**Task requirements:** Please write out again the stretch from the line containing "the red watermelon" through the end of the records, swapping "red watermelon flesh" for "ripe watermelon flesh" and changing nothing else.

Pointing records
--
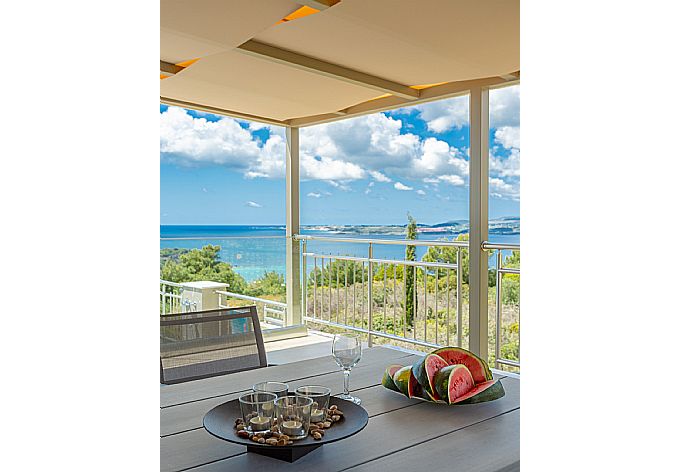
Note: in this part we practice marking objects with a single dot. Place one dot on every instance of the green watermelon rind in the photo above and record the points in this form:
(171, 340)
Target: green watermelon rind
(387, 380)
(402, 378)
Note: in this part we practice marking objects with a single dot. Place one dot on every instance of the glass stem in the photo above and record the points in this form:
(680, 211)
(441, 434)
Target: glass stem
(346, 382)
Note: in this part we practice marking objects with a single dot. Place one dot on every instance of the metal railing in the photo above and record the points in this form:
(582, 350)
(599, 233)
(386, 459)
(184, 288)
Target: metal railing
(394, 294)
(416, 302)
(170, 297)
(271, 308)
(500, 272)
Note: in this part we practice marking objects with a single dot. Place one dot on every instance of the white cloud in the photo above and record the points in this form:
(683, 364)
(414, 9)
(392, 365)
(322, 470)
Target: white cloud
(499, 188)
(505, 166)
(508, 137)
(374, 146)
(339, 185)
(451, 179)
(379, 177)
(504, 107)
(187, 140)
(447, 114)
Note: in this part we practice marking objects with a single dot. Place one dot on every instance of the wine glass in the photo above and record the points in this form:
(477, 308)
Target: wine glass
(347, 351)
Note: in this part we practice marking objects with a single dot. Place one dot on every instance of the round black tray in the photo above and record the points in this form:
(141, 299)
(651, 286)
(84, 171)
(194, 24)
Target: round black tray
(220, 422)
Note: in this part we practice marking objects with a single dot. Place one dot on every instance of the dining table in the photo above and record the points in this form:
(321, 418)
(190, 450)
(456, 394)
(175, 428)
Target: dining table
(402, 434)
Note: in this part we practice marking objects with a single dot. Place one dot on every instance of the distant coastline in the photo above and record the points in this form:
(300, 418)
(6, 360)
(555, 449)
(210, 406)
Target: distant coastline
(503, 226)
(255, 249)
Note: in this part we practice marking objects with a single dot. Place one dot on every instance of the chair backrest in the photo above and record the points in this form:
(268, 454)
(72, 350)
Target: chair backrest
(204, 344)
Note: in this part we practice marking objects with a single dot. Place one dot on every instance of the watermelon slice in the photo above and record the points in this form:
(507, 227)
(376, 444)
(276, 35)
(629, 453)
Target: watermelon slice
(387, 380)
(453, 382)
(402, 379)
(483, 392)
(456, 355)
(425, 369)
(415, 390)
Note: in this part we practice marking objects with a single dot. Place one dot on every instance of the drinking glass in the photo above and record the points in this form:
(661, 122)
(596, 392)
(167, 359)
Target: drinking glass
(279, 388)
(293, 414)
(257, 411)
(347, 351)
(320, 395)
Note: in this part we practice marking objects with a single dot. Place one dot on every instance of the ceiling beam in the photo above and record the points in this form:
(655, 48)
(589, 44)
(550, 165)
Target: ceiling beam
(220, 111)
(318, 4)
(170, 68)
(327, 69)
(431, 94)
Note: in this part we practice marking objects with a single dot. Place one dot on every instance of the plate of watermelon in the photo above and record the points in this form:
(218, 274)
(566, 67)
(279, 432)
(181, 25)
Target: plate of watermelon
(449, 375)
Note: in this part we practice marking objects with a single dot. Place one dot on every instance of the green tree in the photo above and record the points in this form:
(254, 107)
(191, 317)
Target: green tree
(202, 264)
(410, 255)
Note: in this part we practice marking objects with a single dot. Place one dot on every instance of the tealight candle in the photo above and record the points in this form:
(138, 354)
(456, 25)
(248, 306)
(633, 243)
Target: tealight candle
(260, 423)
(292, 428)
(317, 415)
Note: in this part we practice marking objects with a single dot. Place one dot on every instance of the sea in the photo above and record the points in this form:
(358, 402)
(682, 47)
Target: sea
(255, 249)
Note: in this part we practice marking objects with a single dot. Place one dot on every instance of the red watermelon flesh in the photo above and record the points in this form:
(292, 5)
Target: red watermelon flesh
--
**Response to the exercise:**
Note: in this part we practice marking objects with a single dot. Place one dot on every instance of the ripe watermelon flesh in the photo above and record the points in this form:
(292, 5)
Target: ripe watermelon flesh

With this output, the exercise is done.